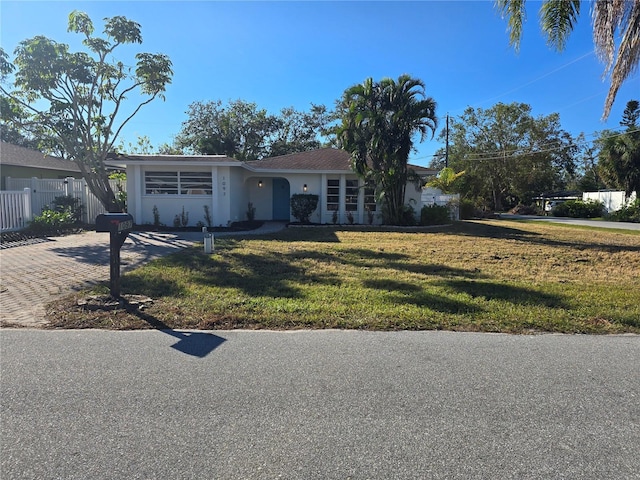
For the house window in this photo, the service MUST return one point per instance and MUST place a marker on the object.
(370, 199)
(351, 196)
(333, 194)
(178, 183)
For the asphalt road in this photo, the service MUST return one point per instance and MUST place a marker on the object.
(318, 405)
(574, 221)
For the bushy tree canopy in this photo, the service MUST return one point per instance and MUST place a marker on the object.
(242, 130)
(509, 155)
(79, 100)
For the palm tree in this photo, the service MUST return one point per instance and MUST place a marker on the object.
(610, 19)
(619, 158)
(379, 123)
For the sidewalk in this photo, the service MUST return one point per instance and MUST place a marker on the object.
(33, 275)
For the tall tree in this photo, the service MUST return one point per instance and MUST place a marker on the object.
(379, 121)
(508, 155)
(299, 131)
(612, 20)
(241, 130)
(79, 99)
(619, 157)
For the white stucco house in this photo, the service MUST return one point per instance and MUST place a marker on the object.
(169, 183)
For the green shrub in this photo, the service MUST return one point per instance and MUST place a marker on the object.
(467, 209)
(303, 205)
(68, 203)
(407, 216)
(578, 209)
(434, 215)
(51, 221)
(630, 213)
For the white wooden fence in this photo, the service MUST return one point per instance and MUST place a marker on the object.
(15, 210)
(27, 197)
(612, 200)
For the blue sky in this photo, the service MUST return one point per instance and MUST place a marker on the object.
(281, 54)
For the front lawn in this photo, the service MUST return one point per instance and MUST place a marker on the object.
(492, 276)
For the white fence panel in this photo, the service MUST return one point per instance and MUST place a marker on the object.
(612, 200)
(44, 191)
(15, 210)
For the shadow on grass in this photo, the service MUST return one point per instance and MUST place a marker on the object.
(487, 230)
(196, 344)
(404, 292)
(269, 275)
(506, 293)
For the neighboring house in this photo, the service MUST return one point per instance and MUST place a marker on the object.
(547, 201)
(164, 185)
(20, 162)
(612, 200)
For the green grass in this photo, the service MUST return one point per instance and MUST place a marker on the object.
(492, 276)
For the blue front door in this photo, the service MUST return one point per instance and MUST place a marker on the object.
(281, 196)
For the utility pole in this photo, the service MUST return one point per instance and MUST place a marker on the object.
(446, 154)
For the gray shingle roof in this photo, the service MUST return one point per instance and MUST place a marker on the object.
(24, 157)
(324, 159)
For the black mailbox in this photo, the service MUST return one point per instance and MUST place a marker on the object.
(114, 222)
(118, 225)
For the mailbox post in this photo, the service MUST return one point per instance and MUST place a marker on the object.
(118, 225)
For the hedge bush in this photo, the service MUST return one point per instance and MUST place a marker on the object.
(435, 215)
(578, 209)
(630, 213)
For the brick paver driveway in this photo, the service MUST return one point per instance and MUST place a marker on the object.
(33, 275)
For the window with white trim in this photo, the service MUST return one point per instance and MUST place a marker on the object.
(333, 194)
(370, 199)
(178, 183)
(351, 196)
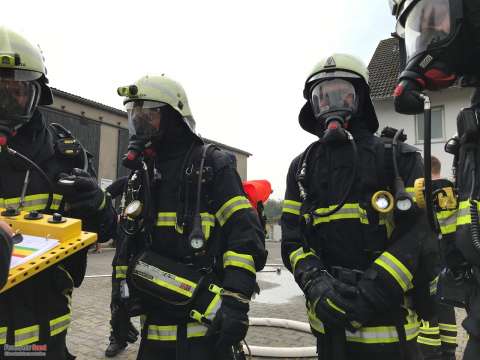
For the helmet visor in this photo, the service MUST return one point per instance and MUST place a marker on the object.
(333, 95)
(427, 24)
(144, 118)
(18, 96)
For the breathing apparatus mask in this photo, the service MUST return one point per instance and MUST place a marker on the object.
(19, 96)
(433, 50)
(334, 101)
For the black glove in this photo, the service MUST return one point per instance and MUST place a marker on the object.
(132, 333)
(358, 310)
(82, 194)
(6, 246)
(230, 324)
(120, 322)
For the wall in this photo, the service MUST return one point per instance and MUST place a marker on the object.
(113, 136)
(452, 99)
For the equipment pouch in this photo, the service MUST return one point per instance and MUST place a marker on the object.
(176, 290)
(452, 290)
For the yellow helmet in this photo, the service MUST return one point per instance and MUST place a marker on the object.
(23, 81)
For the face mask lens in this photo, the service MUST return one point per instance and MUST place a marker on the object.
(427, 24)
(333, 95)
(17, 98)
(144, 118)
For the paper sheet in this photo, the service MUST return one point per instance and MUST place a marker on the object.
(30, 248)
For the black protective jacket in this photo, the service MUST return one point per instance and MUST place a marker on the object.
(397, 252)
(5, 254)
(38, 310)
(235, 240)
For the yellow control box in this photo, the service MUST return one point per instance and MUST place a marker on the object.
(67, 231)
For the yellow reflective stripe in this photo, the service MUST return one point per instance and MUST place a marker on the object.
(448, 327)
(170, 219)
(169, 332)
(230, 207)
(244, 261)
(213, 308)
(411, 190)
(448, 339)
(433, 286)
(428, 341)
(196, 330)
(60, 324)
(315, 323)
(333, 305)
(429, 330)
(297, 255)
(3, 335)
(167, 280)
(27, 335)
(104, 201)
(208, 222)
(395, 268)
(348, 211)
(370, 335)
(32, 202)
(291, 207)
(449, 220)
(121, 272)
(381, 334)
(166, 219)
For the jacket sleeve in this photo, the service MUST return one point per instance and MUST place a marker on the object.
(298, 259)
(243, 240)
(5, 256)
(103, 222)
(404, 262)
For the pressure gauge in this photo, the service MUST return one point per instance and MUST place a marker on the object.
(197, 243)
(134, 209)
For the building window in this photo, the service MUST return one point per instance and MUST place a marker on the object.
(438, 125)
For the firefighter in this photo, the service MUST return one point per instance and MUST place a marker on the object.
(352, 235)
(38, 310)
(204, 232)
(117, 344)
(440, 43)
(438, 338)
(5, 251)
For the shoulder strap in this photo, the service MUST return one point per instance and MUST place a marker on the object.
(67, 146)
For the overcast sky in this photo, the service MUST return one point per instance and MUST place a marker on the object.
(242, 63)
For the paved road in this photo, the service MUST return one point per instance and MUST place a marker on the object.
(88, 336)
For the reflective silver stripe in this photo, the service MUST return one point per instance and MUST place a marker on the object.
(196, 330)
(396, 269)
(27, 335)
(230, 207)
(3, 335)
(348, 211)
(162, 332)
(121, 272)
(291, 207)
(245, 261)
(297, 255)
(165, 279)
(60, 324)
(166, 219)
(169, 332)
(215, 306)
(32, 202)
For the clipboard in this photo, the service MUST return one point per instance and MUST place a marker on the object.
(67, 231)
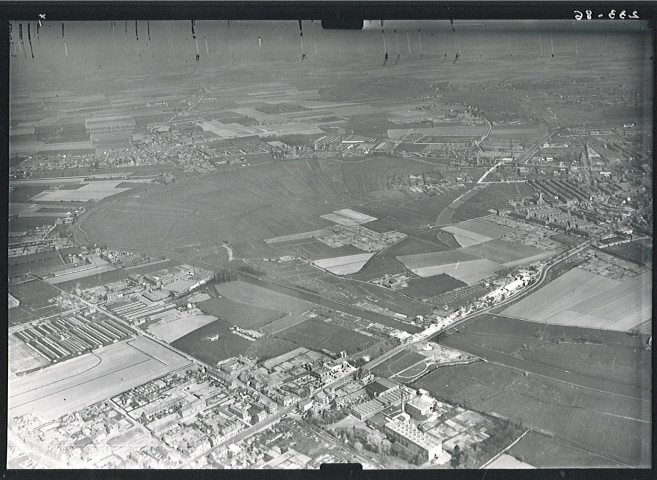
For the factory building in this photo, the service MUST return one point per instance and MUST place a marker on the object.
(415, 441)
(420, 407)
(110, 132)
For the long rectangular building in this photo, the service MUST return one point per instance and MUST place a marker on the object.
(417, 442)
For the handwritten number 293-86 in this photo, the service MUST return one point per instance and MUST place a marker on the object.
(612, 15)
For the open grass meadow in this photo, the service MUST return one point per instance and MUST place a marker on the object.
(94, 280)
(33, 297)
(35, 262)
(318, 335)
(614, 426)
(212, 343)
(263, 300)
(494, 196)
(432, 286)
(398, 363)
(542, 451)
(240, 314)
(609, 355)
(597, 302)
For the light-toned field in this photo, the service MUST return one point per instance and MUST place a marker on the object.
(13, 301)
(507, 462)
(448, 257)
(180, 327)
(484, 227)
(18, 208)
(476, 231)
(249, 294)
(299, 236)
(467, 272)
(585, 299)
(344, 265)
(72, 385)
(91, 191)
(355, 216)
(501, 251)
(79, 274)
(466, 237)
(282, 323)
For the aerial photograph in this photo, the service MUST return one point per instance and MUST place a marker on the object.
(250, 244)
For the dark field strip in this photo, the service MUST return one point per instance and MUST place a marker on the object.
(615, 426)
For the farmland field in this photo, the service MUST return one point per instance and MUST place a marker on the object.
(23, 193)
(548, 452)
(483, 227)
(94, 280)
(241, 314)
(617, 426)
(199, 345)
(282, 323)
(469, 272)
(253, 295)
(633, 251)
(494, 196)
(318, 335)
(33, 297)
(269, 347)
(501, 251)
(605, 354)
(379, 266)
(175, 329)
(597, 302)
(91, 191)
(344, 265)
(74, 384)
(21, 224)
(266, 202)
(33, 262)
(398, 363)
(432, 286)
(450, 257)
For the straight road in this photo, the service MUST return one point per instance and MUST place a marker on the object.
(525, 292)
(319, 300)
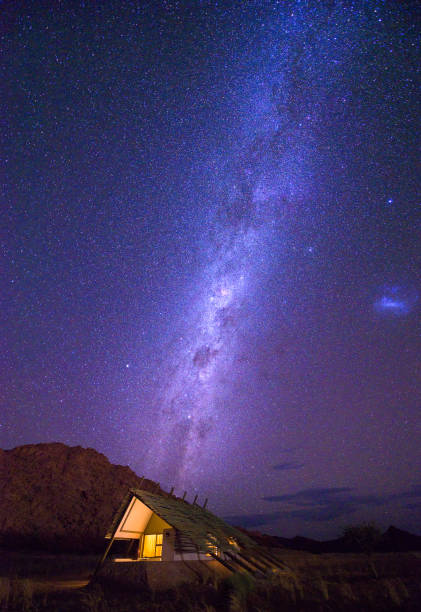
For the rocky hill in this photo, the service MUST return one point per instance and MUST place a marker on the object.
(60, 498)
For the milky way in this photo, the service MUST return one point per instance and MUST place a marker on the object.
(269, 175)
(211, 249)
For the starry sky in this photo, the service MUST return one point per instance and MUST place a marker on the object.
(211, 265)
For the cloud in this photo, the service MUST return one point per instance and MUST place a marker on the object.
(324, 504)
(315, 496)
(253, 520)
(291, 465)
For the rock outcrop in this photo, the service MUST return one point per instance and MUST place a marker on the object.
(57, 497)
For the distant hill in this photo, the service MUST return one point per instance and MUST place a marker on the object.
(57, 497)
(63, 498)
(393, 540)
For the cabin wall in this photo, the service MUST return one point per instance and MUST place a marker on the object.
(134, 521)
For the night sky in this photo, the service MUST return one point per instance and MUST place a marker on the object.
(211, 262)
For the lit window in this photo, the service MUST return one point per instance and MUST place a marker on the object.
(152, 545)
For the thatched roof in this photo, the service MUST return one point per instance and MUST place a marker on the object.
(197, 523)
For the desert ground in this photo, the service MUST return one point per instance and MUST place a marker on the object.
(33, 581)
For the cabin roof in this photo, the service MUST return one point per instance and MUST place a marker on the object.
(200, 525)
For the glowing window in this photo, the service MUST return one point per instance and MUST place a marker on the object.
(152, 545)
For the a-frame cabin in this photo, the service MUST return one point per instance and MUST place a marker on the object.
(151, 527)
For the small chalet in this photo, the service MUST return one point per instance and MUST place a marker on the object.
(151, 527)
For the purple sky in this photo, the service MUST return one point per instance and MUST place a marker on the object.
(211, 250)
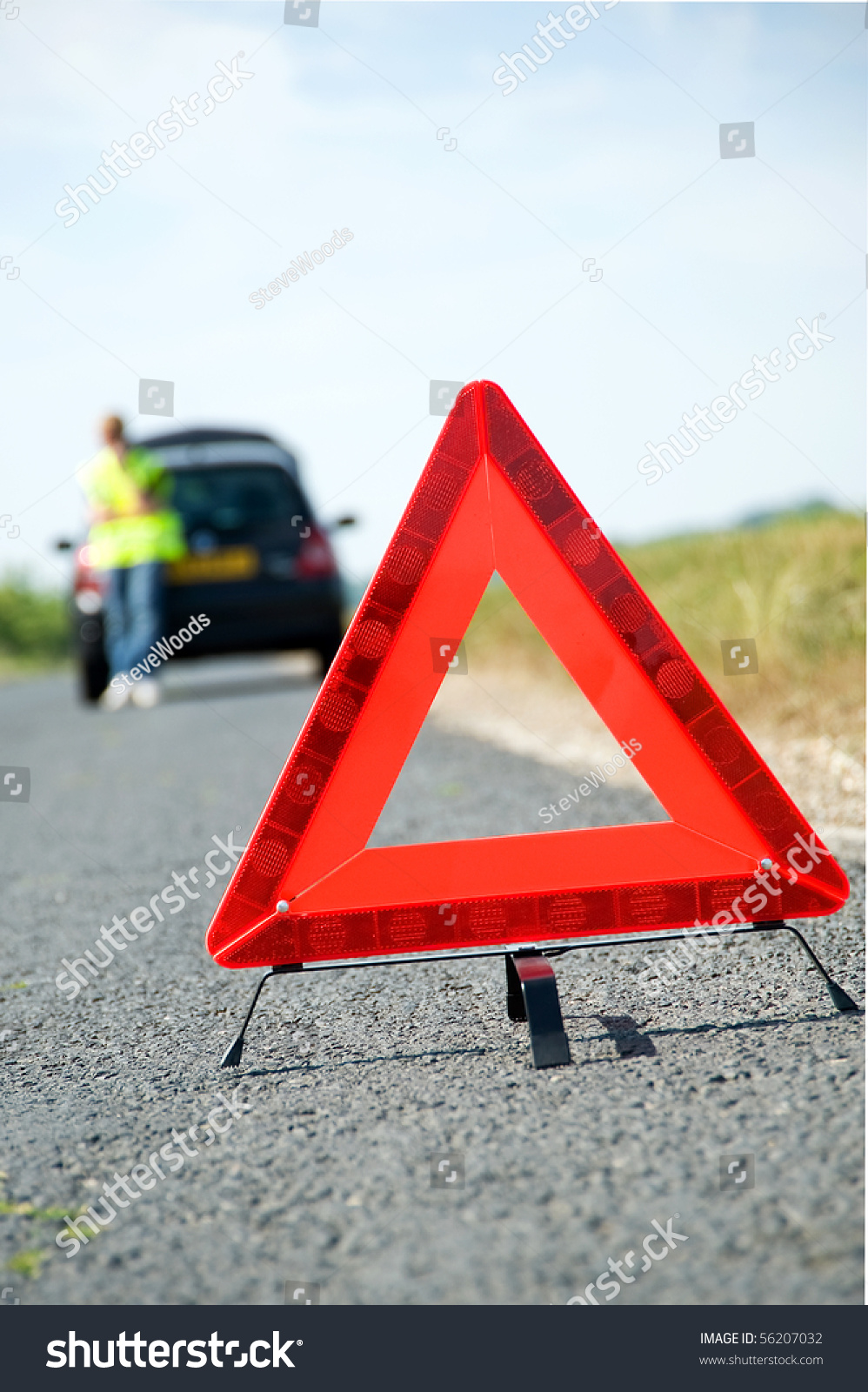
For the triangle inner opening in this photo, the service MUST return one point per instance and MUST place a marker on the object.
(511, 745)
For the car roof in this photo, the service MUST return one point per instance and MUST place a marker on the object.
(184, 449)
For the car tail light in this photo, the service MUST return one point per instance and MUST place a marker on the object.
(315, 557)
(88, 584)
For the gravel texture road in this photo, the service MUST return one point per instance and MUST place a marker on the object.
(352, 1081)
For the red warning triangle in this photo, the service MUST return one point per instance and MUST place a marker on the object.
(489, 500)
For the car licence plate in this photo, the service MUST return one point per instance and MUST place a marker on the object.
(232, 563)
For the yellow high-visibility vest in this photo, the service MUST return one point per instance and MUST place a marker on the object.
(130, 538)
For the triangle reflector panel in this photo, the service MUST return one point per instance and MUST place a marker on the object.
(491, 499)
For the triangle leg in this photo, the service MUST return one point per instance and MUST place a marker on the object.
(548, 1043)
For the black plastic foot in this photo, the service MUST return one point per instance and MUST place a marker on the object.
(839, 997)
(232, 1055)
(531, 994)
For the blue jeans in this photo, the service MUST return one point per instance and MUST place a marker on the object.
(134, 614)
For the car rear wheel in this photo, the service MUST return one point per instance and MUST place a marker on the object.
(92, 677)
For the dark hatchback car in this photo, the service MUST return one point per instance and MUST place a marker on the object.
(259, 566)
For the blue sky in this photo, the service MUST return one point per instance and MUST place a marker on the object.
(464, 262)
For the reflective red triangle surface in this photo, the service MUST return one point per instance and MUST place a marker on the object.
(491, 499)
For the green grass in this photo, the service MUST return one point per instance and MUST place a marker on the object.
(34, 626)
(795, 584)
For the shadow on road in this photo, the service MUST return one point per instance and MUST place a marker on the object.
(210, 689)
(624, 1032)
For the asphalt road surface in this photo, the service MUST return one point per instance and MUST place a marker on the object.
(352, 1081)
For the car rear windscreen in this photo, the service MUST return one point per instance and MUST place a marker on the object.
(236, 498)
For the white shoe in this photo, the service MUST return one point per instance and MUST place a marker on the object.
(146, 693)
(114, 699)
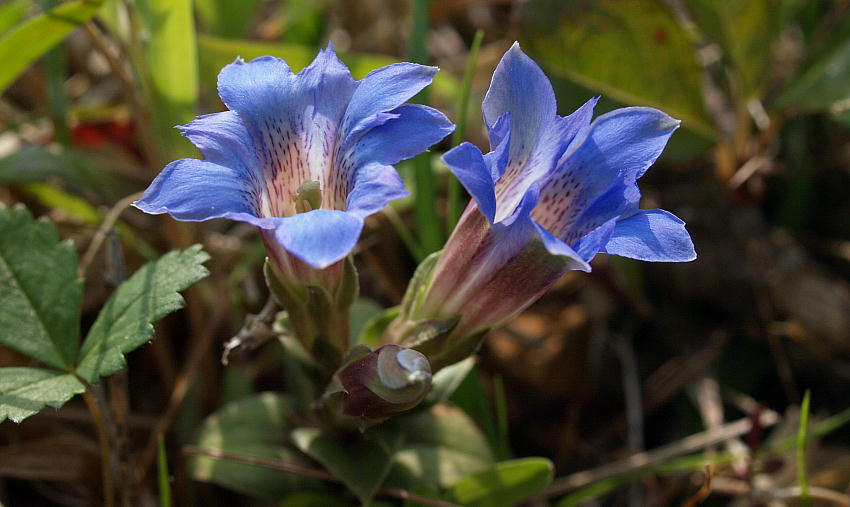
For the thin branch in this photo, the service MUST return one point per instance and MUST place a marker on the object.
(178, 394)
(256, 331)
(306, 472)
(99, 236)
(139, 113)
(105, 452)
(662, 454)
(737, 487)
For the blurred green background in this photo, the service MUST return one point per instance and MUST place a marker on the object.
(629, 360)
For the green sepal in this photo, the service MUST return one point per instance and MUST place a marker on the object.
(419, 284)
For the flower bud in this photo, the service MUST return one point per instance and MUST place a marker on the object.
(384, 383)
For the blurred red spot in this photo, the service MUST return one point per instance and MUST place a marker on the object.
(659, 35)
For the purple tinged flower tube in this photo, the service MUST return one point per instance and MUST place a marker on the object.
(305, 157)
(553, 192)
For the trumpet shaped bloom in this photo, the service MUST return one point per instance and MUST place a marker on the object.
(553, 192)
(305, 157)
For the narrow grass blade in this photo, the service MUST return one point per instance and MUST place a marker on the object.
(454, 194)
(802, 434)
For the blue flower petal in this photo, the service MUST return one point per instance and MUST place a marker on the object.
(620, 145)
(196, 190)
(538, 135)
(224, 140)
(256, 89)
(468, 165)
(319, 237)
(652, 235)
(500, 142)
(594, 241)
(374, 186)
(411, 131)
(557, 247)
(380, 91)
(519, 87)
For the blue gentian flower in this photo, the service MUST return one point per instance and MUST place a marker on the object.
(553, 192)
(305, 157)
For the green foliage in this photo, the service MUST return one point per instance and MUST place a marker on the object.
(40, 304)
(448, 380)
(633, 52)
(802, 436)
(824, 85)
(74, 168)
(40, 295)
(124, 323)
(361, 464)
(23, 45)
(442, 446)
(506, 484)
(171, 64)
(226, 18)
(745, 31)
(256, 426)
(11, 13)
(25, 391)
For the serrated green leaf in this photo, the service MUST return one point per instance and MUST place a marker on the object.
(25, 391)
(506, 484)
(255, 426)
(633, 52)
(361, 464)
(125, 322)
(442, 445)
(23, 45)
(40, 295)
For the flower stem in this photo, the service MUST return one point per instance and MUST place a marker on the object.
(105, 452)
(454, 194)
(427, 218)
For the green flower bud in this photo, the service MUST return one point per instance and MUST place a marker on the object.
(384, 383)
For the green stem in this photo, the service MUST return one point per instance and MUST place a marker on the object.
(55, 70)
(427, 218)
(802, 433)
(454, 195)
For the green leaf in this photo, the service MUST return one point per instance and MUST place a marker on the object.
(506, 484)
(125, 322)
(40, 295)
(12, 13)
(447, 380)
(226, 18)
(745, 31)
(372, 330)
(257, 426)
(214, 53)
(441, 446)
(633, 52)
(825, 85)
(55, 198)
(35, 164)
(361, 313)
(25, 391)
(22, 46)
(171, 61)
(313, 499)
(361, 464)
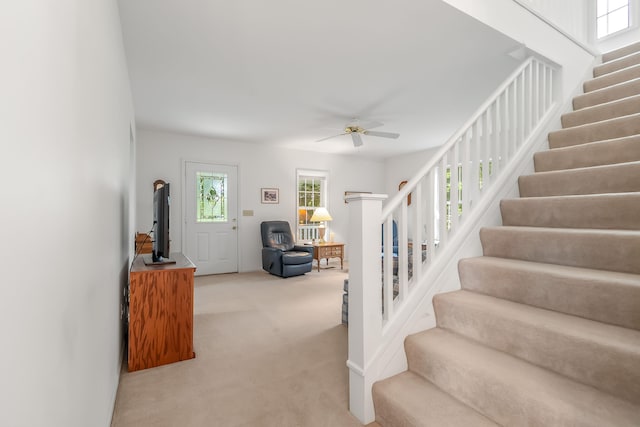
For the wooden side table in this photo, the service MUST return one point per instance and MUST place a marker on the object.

Task to complete:
Render the rows above as a JSON list of strings, one per line, running from the line holding "For the green foliage" through the end of the rows, both included. Skip blank lines and leave the pictures out.

Solution below:
[
  "For the green foliage in this photo, the service MUST return one point per instance and MUST place a marker on the object.",
  "(40, 304)",
  "(448, 380)",
  "(633, 52)",
  "(802, 436)",
  "(824, 85)",
  "(74, 168)",
  "(40, 295)",
  "(124, 323)",
  "(361, 464)",
  "(23, 45)",
  "(442, 446)",
  "(506, 484)",
  "(171, 64)",
  "(226, 18)",
  "(745, 31)",
  "(256, 426)",
  "(11, 13)",
  "(25, 391)",
  "For the serrated green leaf in this photo, the service MUST return one point per instance and MUST place a marker on the object.",
  "(25, 391)",
  "(506, 484)",
  "(255, 426)",
  "(633, 52)",
  "(361, 464)",
  "(125, 322)",
  "(442, 445)",
  "(23, 45)",
  "(40, 295)",
  "For the flower stem in this photo, the service MUST return one point per instance and MUST place a marker on the object.",
  "(105, 452)",
  "(454, 194)",
  "(427, 218)",
  "For the green flower bud in this photo, the service MUST return one point per instance and MUST place a marker on the object.",
  "(384, 383)",
  "For the green stem in this photo, the service MUST return one point per instance and MUST place a marker on the object.",
  "(55, 70)",
  "(427, 218)",
  "(802, 433)",
  "(454, 195)",
  "For the green leaf in this photo, the service MUST return one point per instance and MUST place a marker on the object.",
  "(506, 484)",
  "(125, 322)",
  "(40, 295)",
  "(12, 13)",
  "(447, 380)",
  "(226, 18)",
  "(745, 31)",
  "(372, 330)",
  "(257, 426)",
  "(214, 53)",
  "(441, 446)",
  "(633, 52)",
  "(825, 85)",
  "(55, 198)",
  "(35, 164)",
  "(361, 313)",
  "(25, 391)",
  "(22, 46)",
  "(171, 61)",
  "(313, 499)",
  "(361, 464)",
  "For the wooden side table in this photo, the service MUST return one point per instance and MUST place a marker on the object."
]